(Excerpts from point annotation data)
-- begin --
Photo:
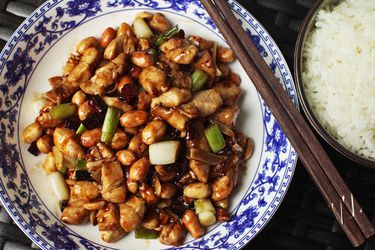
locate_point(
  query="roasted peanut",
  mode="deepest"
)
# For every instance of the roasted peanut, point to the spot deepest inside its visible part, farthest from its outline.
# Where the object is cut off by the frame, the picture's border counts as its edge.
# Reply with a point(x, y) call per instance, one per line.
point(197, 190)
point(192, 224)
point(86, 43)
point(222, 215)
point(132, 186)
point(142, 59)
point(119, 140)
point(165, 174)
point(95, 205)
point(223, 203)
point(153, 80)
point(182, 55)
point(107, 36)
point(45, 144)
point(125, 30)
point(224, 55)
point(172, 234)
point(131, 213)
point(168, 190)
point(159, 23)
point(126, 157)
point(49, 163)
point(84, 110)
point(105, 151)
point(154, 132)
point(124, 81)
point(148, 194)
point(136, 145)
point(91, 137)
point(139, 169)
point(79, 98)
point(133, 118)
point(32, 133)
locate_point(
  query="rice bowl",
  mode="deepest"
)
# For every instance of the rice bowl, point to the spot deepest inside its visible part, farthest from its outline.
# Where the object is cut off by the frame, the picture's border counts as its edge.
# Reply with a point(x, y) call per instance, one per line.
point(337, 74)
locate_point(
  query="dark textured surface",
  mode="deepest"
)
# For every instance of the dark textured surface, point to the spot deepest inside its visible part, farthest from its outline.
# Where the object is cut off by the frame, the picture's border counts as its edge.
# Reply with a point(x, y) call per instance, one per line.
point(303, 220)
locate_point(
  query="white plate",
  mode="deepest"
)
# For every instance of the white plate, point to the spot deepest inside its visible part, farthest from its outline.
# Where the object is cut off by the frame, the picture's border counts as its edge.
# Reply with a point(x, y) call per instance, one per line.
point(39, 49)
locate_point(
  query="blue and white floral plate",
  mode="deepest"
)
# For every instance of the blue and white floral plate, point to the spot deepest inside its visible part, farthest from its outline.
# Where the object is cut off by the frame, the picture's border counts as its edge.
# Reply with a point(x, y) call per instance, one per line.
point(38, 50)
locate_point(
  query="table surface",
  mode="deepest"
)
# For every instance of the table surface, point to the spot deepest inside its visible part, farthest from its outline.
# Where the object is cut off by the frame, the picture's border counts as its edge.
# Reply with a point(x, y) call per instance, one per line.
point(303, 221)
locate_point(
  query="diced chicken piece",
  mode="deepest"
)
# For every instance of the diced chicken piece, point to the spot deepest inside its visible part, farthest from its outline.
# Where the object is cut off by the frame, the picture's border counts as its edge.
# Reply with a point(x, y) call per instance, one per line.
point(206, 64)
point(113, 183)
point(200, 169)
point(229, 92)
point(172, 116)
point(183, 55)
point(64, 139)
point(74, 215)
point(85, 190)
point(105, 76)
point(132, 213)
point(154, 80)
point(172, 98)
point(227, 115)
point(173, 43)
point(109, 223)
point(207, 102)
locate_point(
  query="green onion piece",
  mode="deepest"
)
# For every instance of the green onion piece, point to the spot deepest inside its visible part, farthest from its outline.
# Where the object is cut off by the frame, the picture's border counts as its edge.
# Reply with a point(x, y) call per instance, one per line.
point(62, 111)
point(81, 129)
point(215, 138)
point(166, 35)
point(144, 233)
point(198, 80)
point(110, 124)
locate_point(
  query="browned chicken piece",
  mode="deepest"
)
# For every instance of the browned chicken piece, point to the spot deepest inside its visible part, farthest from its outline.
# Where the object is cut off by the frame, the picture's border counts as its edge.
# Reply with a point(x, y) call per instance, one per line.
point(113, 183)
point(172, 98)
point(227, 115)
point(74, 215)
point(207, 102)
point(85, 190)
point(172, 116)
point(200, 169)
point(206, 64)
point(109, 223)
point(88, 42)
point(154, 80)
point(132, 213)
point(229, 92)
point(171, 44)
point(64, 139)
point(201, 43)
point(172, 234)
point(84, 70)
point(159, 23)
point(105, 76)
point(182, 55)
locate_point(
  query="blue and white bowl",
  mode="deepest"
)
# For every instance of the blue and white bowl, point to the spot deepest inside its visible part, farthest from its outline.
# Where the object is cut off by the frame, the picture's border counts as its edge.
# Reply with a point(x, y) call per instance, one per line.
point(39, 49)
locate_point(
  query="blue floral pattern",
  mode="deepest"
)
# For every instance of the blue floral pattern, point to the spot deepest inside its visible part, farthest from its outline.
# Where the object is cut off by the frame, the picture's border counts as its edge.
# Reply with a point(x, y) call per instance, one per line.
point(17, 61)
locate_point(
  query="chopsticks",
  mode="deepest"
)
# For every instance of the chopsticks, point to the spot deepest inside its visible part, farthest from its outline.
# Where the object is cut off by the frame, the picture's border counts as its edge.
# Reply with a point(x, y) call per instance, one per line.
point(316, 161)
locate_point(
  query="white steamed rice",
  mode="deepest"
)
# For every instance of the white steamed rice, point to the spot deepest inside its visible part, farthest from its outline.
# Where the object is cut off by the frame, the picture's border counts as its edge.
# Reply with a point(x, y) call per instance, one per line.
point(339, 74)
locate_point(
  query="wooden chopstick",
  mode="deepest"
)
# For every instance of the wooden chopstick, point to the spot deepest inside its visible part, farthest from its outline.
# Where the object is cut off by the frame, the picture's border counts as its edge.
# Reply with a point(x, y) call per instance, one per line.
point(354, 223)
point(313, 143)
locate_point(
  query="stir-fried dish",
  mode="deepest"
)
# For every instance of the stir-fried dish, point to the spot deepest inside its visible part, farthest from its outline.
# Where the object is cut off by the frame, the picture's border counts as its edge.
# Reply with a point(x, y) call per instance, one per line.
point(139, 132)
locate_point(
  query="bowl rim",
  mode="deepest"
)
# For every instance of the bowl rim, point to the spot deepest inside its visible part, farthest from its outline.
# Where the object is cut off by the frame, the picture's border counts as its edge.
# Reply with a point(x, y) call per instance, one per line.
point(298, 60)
-- end --
-- begin --
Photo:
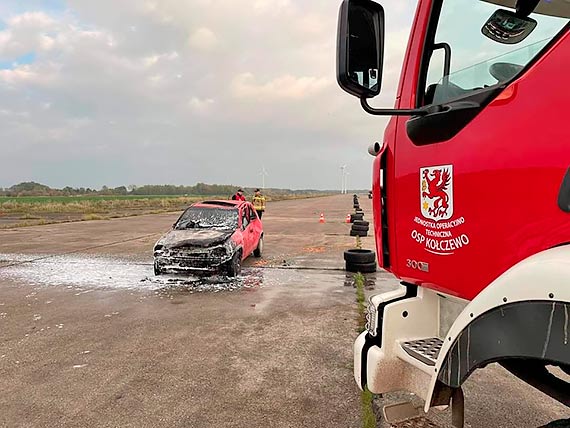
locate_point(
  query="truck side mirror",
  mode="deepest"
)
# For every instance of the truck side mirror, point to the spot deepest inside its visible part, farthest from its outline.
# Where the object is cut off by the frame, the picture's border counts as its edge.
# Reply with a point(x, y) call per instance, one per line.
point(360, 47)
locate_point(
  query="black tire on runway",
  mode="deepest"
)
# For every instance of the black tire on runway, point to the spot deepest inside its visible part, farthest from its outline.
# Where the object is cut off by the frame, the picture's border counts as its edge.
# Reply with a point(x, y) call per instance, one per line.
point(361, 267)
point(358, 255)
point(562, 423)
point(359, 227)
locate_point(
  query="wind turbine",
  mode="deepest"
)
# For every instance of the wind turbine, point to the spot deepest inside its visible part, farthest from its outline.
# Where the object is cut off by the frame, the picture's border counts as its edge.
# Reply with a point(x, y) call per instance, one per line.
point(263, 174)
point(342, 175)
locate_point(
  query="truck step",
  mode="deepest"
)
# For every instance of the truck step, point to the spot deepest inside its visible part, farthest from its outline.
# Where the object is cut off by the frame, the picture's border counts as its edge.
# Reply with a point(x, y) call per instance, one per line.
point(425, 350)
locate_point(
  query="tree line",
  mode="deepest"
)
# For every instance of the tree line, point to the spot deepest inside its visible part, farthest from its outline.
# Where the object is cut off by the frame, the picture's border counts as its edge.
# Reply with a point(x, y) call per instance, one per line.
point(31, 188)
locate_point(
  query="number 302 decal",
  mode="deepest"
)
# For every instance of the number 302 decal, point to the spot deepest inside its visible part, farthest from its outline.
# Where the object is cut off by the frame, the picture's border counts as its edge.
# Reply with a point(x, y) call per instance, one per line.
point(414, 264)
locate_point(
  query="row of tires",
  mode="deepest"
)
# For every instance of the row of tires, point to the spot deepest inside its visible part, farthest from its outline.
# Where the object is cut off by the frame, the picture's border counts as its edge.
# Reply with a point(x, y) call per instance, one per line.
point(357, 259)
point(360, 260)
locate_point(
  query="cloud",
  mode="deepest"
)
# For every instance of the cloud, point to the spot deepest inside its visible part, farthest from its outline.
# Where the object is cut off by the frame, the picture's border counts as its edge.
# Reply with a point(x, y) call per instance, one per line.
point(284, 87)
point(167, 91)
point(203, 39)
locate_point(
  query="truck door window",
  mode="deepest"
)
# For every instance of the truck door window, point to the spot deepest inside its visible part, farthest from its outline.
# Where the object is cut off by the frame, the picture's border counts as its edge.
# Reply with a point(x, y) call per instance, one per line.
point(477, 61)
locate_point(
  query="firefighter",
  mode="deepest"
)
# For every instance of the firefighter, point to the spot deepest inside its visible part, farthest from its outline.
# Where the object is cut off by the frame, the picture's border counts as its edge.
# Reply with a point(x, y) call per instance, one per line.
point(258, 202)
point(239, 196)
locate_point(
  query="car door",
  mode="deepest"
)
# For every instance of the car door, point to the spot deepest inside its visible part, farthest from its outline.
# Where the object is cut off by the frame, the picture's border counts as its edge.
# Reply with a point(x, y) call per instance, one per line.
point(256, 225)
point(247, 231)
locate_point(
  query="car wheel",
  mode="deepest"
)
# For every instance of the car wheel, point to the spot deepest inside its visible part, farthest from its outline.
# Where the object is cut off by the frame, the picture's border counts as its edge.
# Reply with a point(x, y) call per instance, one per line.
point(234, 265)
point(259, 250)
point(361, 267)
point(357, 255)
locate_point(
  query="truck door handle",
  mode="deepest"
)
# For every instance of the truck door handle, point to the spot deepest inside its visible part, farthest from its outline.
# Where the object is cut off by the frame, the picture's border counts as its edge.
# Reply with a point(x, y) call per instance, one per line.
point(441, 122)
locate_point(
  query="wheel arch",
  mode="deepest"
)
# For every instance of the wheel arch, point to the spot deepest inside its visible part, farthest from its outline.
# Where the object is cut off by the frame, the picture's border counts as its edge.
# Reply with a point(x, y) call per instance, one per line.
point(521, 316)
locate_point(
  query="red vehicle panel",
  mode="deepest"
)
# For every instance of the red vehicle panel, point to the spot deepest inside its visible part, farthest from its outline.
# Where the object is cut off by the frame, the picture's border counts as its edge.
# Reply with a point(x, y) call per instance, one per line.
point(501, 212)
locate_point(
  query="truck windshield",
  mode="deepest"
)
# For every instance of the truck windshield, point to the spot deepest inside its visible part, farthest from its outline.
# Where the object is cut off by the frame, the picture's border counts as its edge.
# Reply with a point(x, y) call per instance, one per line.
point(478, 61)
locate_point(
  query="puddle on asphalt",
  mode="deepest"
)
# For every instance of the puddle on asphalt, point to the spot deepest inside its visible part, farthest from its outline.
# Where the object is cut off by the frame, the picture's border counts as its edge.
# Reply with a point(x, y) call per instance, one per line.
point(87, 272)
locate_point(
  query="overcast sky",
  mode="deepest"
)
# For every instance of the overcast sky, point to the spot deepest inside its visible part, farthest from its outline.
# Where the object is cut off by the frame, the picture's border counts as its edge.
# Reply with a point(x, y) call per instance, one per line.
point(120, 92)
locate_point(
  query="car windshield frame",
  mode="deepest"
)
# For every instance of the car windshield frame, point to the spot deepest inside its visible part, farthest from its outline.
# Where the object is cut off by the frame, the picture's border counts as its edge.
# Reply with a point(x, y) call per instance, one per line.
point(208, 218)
-- end --
-- begin --
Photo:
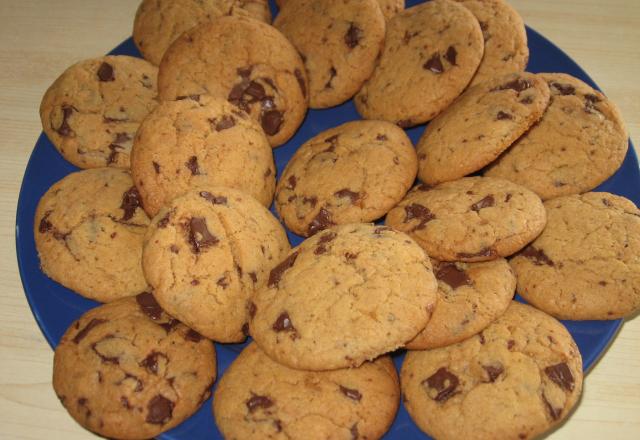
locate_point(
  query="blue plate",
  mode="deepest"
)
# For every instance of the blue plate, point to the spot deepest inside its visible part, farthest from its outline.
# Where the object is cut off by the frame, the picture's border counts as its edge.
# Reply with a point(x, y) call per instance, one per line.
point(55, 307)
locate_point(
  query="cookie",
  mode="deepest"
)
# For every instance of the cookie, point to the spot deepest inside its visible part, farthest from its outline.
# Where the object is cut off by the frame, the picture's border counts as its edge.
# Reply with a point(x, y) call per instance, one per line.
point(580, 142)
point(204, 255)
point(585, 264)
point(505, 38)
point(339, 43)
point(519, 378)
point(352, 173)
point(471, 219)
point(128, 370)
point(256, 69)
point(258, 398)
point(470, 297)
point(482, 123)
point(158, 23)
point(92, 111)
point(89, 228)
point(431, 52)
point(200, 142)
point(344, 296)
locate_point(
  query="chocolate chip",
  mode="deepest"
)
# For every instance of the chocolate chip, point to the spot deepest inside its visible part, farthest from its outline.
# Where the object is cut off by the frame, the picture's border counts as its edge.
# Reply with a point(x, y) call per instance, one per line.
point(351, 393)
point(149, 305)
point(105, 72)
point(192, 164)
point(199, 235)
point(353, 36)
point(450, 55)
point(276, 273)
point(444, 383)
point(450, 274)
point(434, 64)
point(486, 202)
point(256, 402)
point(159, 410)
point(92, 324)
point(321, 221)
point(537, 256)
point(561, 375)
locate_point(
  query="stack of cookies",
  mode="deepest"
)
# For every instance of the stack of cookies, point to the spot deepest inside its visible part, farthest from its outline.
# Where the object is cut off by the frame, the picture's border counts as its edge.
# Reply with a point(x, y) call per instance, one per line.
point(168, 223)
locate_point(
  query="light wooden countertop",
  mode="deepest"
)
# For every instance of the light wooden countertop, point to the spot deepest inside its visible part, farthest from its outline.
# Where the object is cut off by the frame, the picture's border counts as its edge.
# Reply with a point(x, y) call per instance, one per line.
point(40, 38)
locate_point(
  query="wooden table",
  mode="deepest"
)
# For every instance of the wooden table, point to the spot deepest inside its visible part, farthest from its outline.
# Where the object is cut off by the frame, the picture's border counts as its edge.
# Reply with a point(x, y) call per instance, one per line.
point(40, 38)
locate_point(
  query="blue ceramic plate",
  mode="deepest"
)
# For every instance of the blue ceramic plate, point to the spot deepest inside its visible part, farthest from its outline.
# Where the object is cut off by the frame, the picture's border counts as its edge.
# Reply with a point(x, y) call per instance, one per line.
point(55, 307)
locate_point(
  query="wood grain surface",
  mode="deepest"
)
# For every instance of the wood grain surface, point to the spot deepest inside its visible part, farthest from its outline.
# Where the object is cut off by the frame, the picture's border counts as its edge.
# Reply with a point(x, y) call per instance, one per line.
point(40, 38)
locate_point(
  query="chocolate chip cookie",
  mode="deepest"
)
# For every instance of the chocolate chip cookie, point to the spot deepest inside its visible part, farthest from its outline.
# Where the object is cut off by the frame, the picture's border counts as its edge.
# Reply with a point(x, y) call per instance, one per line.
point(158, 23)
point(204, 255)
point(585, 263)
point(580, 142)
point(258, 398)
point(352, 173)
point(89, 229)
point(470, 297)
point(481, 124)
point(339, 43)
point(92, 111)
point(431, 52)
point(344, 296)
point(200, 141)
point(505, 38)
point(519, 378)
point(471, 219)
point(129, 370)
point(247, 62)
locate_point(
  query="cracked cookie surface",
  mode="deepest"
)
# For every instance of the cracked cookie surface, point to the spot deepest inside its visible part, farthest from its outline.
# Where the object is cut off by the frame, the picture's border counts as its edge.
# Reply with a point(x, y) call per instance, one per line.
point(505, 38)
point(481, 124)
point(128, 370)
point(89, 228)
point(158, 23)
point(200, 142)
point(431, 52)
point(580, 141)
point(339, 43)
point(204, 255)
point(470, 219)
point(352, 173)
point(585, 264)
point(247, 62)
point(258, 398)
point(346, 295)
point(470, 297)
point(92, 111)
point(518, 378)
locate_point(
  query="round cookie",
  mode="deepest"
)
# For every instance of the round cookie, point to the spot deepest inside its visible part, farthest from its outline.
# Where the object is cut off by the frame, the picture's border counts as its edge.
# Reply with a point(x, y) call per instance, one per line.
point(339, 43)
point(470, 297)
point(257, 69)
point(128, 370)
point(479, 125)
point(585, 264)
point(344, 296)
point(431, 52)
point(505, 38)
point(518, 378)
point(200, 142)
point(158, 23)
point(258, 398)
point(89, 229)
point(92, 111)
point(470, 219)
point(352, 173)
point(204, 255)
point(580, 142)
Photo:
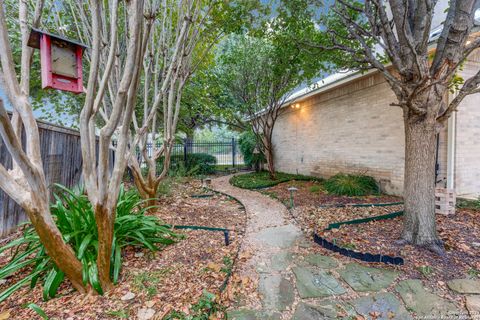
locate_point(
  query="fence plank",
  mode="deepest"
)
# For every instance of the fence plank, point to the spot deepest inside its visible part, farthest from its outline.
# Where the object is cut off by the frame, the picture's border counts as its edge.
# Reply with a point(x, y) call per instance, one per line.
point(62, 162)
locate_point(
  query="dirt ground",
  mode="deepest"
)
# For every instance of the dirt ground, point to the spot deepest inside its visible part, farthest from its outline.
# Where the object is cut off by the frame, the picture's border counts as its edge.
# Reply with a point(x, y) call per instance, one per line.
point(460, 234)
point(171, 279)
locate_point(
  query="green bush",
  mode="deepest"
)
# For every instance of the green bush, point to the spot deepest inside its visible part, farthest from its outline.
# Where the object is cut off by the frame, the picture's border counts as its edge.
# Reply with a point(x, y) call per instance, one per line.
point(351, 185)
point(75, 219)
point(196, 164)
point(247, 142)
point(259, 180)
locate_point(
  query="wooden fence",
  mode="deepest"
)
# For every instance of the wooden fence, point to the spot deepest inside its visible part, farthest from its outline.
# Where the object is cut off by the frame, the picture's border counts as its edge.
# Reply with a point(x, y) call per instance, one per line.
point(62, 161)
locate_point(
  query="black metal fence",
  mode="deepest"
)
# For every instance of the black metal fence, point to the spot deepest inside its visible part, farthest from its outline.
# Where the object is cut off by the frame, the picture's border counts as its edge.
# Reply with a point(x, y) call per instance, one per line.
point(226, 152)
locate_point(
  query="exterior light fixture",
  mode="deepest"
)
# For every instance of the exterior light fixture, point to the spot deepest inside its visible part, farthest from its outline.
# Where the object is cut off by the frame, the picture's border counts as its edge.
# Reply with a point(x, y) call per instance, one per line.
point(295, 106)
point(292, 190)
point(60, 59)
-- end --
### What the task asks
Please count the lines of the material above that contain the string "dirt", treating uppercase and lowercase as different, and reply with the number alone.

### Task output
2